What you need to do:
Reproduce the following data line for line, without changing anything.

=== Listed entries ===

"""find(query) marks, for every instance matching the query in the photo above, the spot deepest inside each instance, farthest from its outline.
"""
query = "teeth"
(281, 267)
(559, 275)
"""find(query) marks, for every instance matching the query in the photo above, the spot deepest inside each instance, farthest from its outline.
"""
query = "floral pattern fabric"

===

Answer for the task:
"""find(query) marks, for every instance matching the query in the photo above, the spot deepest inside each instance, farthest from its outline.
"""
query = "teeth"
(281, 267)
(559, 275)
"""find(query) marks, for every instance matching the query in the photo above, the spot deepest inside each instance, farthest from its outline.
"""
query = "floral pattern fabric"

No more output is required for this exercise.